| Task objective |
From the entries below, copy each line in which the word "inspect" occurs.

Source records

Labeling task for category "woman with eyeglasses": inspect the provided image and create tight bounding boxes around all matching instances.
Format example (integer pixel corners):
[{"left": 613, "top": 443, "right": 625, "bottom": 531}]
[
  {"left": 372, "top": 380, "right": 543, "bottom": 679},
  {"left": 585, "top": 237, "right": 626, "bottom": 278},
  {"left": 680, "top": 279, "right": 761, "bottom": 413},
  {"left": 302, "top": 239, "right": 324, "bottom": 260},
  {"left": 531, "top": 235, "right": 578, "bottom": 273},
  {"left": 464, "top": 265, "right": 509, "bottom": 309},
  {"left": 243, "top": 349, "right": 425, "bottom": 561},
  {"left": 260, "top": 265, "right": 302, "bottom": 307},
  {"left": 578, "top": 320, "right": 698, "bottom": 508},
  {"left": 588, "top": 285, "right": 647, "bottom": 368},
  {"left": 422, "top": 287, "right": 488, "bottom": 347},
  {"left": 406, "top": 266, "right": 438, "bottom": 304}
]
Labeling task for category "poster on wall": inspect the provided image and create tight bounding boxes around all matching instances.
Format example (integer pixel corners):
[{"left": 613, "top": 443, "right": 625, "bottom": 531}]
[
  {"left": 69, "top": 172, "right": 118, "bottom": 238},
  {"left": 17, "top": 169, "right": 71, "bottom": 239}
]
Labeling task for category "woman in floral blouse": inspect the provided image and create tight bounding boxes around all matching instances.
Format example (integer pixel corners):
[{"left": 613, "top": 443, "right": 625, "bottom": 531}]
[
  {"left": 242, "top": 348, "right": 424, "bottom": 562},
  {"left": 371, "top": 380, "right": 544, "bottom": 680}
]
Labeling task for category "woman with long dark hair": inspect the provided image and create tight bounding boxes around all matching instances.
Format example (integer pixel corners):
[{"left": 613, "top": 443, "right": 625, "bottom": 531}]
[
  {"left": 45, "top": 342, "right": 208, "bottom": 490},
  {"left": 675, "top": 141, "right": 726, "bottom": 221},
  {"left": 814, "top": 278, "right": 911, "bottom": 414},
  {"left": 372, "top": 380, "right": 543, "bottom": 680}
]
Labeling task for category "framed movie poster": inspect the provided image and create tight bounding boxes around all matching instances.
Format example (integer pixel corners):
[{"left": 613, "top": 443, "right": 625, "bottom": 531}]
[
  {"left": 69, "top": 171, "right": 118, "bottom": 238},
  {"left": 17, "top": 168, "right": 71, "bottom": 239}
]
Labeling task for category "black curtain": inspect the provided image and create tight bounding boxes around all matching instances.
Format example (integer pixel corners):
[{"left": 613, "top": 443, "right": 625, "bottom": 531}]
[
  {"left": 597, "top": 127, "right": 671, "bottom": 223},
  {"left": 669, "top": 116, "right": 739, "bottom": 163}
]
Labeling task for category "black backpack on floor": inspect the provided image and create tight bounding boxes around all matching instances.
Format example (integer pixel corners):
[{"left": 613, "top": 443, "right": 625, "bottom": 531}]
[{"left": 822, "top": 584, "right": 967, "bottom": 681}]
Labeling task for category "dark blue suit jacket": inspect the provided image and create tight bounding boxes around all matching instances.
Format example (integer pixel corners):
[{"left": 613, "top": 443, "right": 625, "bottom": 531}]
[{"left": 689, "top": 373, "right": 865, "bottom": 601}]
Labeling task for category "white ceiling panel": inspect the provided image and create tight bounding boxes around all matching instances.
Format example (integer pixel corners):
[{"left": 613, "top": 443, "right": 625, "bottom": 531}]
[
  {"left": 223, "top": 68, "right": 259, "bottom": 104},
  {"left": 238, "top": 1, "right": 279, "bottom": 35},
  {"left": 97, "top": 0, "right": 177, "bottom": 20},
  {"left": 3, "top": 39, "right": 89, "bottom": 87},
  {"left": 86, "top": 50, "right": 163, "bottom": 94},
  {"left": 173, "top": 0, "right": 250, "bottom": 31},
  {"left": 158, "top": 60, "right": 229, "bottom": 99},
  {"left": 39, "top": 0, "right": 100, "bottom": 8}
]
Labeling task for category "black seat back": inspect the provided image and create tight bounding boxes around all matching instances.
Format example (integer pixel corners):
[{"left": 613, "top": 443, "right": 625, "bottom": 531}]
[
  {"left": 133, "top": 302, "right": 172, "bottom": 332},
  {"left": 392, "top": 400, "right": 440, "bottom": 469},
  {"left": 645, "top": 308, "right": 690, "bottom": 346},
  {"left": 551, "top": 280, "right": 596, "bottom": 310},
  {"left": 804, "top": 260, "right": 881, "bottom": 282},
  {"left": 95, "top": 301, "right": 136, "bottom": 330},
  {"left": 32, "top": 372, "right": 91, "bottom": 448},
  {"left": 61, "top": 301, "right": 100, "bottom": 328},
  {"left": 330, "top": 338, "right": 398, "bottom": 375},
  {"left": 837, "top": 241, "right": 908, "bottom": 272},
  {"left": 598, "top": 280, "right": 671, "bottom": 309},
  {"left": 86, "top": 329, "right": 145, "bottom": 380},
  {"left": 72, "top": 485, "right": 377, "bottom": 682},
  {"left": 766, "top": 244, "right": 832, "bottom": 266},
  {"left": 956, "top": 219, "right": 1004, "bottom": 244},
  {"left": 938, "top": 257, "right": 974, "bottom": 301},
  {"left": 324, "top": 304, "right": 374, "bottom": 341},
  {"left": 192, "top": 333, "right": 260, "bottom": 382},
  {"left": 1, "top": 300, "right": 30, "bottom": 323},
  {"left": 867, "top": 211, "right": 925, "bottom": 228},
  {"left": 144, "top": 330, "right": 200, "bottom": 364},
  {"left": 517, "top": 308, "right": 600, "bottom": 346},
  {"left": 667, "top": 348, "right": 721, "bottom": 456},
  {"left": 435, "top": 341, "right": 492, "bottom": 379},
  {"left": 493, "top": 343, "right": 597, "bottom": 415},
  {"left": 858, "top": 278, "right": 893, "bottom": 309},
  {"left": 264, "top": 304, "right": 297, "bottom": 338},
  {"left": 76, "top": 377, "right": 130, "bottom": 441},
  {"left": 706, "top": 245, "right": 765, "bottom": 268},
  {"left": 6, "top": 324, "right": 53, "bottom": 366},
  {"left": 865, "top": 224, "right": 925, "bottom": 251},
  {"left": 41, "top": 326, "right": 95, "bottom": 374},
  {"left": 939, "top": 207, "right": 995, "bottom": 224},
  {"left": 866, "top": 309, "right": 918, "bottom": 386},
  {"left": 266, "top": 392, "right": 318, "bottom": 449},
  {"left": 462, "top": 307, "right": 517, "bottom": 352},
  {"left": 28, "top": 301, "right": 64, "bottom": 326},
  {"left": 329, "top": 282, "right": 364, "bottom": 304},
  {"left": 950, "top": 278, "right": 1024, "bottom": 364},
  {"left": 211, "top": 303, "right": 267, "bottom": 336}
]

| Exercise output |
Labeling task for category "woman with eyeglasses": inspect the provided image and create tight bounding boxes around all matching instances.
Labeling task for category "poster on wall": inspect the provided image and create tight bounding boxes around all matching instances.
Labeling task for category "woman in floral blouse": inspect the provided image and create tight bounding boxes around all matching instances.
Labeling task for category "woman with long dark hair": inspect the provided image and create tight bounding boxes around all matching instances.
Labeling task for category "framed movie poster": inspect the provided image and create tight bounding boxes around all matching instances.
Labeling task for category "black curtain": inspect the provided image and create tight bounding boxes around all matching instances.
Labeling task for category "black backpack on floor": inspect the provided image and create tight bounding boxes around all matching instances.
Labeling task for category "dark blue suit jacket": inspect the provided image and create tight bounding boxes around all matching instances.
Labeling task for category "white ceiling panel": inspect the provided image and create tight bounding boxes around all matching instances.
Labeling task for category "black seat back": inspect the provided image and create tight bounding boxes around all matching instances.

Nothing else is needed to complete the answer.